• Task to complete: Copy the lines below, word for word, from the first through the line containing "Target: low green plant". Leave the pictures out.

• Records for this exercise:

○ ○ ○ ○ ○

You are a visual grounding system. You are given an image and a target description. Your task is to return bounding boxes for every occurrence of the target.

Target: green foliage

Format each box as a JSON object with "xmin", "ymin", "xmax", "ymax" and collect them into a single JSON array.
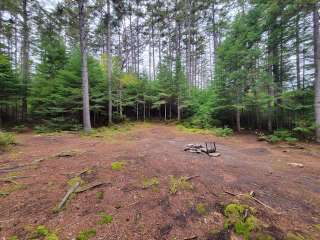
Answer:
[
  {"xmin": 76, "ymin": 228, "xmax": 96, "ymax": 240},
  {"xmin": 169, "ymin": 176, "xmax": 193, "ymax": 194},
  {"xmin": 267, "ymin": 129, "xmax": 298, "ymax": 143},
  {"xmin": 98, "ymin": 213, "xmax": 113, "ymax": 224},
  {"xmin": 213, "ymin": 127, "xmax": 233, "ymax": 137},
  {"xmin": 0, "ymin": 131, "xmax": 15, "ymax": 149},
  {"xmin": 142, "ymin": 177, "xmax": 159, "ymax": 190},
  {"xmin": 285, "ymin": 232, "xmax": 305, "ymax": 240},
  {"xmin": 224, "ymin": 203, "xmax": 257, "ymax": 240},
  {"xmin": 111, "ymin": 161, "xmax": 125, "ymax": 171},
  {"xmin": 195, "ymin": 203, "xmax": 208, "ymax": 216},
  {"xmin": 32, "ymin": 225, "xmax": 59, "ymax": 240},
  {"xmin": 8, "ymin": 236, "xmax": 19, "ymax": 240}
]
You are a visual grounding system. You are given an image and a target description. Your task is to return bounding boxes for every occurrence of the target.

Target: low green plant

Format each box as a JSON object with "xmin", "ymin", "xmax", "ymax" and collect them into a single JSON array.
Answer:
[
  {"xmin": 267, "ymin": 129, "xmax": 298, "ymax": 143},
  {"xmin": 32, "ymin": 225, "xmax": 59, "ymax": 240},
  {"xmin": 224, "ymin": 203, "xmax": 257, "ymax": 240},
  {"xmin": 76, "ymin": 228, "xmax": 96, "ymax": 240},
  {"xmin": 195, "ymin": 203, "xmax": 208, "ymax": 215},
  {"xmin": 285, "ymin": 232, "xmax": 305, "ymax": 240},
  {"xmin": 98, "ymin": 213, "xmax": 113, "ymax": 225},
  {"xmin": 142, "ymin": 177, "xmax": 159, "ymax": 190},
  {"xmin": 0, "ymin": 131, "xmax": 15, "ymax": 149},
  {"xmin": 96, "ymin": 191, "xmax": 104, "ymax": 200},
  {"xmin": 12, "ymin": 124, "xmax": 28, "ymax": 133},
  {"xmin": 8, "ymin": 236, "xmax": 19, "ymax": 240},
  {"xmin": 169, "ymin": 176, "xmax": 193, "ymax": 194},
  {"xmin": 213, "ymin": 127, "xmax": 233, "ymax": 137},
  {"xmin": 111, "ymin": 161, "xmax": 125, "ymax": 171}
]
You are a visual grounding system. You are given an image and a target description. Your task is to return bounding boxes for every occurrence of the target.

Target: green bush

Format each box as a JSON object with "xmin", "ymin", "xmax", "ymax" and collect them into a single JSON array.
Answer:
[
  {"xmin": 267, "ymin": 129, "xmax": 297, "ymax": 143},
  {"xmin": 213, "ymin": 127, "xmax": 233, "ymax": 137},
  {"xmin": 76, "ymin": 228, "xmax": 96, "ymax": 240},
  {"xmin": 0, "ymin": 131, "xmax": 15, "ymax": 149}
]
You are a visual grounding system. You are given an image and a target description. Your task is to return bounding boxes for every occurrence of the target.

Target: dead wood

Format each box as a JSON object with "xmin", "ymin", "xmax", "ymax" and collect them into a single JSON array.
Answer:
[
  {"xmin": 185, "ymin": 175, "xmax": 200, "ymax": 181},
  {"xmin": 223, "ymin": 190, "xmax": 281, "ymax": 214},
  {"xmin": 75, "ymin": 181, "xmax": 107, "ymax": 193},
  {"xmin": 55, "ymin": 181, "xmax": 80, "ymax": 211},
  {"xmin": 184, "ymin": 236, "xmax": 198, "ymax": 240}
]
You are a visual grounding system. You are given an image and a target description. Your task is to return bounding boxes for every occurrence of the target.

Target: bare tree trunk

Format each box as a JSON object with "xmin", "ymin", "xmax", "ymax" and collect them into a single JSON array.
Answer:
[
  {"xmin": 107, "ymin": 0, "xmax": 112, "ymax": 125},
  {"xmin": 78, "ymin": 0, "xmax": 91, "ymax": 131},
  {"xmin": 313, "ymin": 2, "xmax": 320, "ymax": 142},
  {"xmin": 295, "ymin": 14, "xmax": 301, "ymax": 89},
  {"xmin": 164, "ymin": 103, "xmax": 167, "ymax": 121},
  {"xmin": 21, "ymin": 0, "xmax": 30, "ymax": 121},
  {"xmin": 136, "ymin": 101, "xmax": 139, "ymax": 121},
  {"xmin": 177, "ymin": 97, "xmax": 181, "ymax": 121}
]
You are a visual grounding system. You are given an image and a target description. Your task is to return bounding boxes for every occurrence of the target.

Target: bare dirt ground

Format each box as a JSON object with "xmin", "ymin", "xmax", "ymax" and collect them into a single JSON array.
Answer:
[{"xmin": 1, "ymin": 123, "xmax": 320, "ymax": 240}]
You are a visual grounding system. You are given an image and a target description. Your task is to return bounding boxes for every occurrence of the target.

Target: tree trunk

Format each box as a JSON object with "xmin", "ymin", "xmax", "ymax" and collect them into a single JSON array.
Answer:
[
  {"xmin": 236, "ymin": 108, "xmax": 241, "ymax": 132},
  {"xmin": 295, "ymin": 14, "xmax": 301, "ymax": 89},
  {"xmin": 136, "ymin": 101, "xmax": 139, "ymax": 121},
  {"xmin": 164, "ymin": 103, "xmax": 167, "ymax": 121},
  {"xmin": 313, "ymin": 2, "xmax": 320, "ymax": 142},
  {"xmin": 78, "ymin": 0, "xmax": 91, "ymax": 131},
  {"xmin": 107, "ymin": 0, "xmax": 112, "ymax": 125},
  {"xmin": 21, "ymin": 0, "xmax": 30, "ymax": 120},
  {"xmin": 177, "ymin": 97, "xmax": 181, "ymax": 121}
]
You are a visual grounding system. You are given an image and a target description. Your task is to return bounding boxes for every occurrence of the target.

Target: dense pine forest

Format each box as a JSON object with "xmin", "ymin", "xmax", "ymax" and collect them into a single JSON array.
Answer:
[{"xmin": 0, "ymin": 0, "xmax": 319, "ymax": 142}]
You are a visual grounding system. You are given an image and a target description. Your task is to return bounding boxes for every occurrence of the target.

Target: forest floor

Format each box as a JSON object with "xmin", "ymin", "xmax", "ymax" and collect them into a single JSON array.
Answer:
[{"xmin": 1, "ymin": 122, "xmax": 320, "ymax": 240}]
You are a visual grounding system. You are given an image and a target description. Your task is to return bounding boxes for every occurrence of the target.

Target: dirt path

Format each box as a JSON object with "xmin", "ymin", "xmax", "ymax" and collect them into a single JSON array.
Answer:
[{"xmin": 1, "ymin": 123, "xmax": 320, "ymax": 239}]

○ ○ ○ ○ ○

• Answer section:
You are a visual grounding system. You are given an image and a target description. Your task is to return bounding boxes for every occurrence of the target.

Target: green foliage

Format each box as a JSON object with "xmin", "ymin", "xmax", "ymax" and collect them into a single JSON array.
Answer:
[
  {"xmin": 76, "ymin": 228, "xmax": 96, "ymax": 240},
  {"xmin": 169, "ymin": 176, "xmax": 193, "ymax": 194},
  {"xmin": 267, "ymin": 129, "xmax": 298, "ymax": 143},
  {"xmin": 98, "ymin": 213, "xmax": 113, "ymax": 224},
  {"xmin": 213, "ymin": 127, "xmax": 233, "ymax": 137},
  {"xmin": 0, "ymin": 131, "xmax": 15, "ymax": 149},
  {"xmin": 142, "ymin": 177, "xmax": 159, "ymax": 190},
  {"xmin": 285, "ymin": 232, "xmax": 305, "ymax": 240},
  {"xmin": 224, "ymin": 203, "xmax": 257, "ymax": 240},
  {"xmin": 111, "ymin": 161, "xmax": 125, "ymax": 171},
  {"xmin": 195, "ymin": 203, "xmax": 208, "ymax": 216},
  {"xmin": 32, "ymin": 225, "xmax": 59, "ymax": 240},
  {"xmin": 8, "ymin": 236, "xmax": 19, "ymax": 240}
]
You are a visual grounding system. You are given an image and a target description. Your task is to return bounding boxes for every occurrence of the target.

Target: low green plant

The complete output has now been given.